> _SET EXERCISE_
Rewrite the records below, changing every "Return value" to "Output" and leaving everything else as it is.

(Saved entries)

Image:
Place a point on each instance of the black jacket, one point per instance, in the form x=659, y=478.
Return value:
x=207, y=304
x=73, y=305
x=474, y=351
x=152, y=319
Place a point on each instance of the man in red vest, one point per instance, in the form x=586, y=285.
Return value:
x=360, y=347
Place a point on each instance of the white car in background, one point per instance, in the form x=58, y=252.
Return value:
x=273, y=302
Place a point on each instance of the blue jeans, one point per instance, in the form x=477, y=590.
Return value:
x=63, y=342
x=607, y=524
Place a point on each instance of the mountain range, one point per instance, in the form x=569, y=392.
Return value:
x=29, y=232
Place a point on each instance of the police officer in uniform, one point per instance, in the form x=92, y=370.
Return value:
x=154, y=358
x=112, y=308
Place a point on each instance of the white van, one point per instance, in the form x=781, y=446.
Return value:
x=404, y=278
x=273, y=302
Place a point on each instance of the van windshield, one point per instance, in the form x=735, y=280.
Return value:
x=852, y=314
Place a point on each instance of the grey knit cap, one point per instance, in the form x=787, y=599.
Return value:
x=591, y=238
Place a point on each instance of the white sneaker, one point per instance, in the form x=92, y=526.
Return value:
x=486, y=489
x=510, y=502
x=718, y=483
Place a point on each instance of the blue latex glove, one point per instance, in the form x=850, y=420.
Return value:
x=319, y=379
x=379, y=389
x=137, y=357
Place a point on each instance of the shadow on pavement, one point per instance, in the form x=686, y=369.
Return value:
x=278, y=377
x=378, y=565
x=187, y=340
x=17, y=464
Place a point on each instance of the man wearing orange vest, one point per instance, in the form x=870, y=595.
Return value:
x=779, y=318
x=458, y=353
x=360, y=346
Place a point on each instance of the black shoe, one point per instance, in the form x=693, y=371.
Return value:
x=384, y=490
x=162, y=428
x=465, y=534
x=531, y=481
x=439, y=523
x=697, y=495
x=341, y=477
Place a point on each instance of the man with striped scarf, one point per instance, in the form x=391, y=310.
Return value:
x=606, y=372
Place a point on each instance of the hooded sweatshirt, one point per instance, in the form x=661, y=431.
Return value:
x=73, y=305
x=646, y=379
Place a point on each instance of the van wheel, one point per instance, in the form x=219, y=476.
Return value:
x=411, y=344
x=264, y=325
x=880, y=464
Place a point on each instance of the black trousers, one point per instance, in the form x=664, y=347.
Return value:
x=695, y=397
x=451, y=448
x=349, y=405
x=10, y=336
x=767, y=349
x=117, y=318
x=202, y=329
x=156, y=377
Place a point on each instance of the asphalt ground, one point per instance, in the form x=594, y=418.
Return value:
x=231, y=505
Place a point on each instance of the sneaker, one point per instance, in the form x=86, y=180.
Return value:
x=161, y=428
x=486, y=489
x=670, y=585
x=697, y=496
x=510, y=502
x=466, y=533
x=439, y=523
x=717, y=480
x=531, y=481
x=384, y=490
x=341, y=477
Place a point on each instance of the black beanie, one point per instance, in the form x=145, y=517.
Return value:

> _SOLUTION_
Image:
Place a point on each instance of the black jacket, one point per instance, in the form x=659, y=478.
Output:
x=207, y=304
x=73, y=305
x=474, y=351
x=152, y=319
Place a point on each instance of the man in red vest, one point per instance, in the form x=586, y=285.
Output:
x=360, y=347
Place a point on each instance of the white car in background, one point per instance, in the form x=58, y=252.
Output:
x=273, y=302
Place a point on each instance of the blue jeans, one point per instance, in the form x=477, y=590.
Output:
x=63, y=342
x=607, y=524
Place a point on each instance of the mountain range, one point per instance, in the form x=569, y=392.
Output:
x=29, y=232
Place a point on each instance of the police officer in uniform, one point per instance, in the form x=92, y=370.
Output:
x=154, y=358
x=112, y=308
Place a point on each instance of the white van, one point per instance, in the form x=781, y=446.
Output:
x=404, y=278
x=273, y=302
Place a point on each instance of the van windshield, one point per instance, in the form x=735, y=280.
Output:
x=852, y=314
Place a point on each instance of the grey knit cap, one point per instance, in the form x=787, y=599.
Output:
x=591, y=238
Place a point on each instance of the white sneaker, one point per instance, in the form x=92, y=526.
Output:
x=486, y=489
x=510, y=502
x=718, y=483
Place a point on each instance of the blue latex glove, one point per instance, in the form x=850, y=420.
Output:
x=319, y=379
x=379, y=389
x=137, y=357
Place a point on each instance of the shadow on pavement, one point per instance, in the form x=686, y=369.
Output:
x=278, y=377
x=378, y=565
x=187, y=340
x=17, y=464
Place a point on each instance of the man wearing orange vest, one point per instance, in the form x=870, y=595.
Output:
x=779, y=318
x=458, y=353
x=360, y=346
Place a point on each instance of the black shoe, one point per instance, in the form x=693, y=371.
Output:
x=384, y=490
x=162, y=428
x=465, y=534
x=531, y=481
x=439, y=523
x=697, y=495
x=341, y=477
Place a point on each instance of the man with striped scarf, one point per instance, in the form x=391, y=310.
Output:
x=606, y=372
Place a point on each instance of the hooded sweatshirt, one point per instance, in the form x=661, y=431.
Output:
x=73, y=305
x=646, y=379
Place a point on each instance of the van wheel, one point per instance, in the form x=219, y=476.
Output:
x=411, y=344
x=264, y=325
x=880, y=464
Place a point on each instance of the black trousers, one point per instance, in the form x=664, y=347.
Output:
x=695, y=397
x=451, y=448
x=349, y=405
x=10, y=336
x=767, y=349
x=117, y=318
x=202, y=329
x=156, y=377
Place a point on each instance of the asphalt ground, one point per instance, in the form x=594, y=418.
Output:
x=231, y=505
Place a point on each instance of the sneaker, one point per instance, in the form x=86, y=180.
Output:
x=161, y=428
x=486, y=489
x=670, y=585
x=697, y=496
x=510, y=502
x=466, y=533
x=439, y=523
x=717, y=480
x=531, y=481
x=384, y=490
x=341, y=477
Place a point on each instance of the black beanie, one point per instance, in the form x=145, y=517.
Output:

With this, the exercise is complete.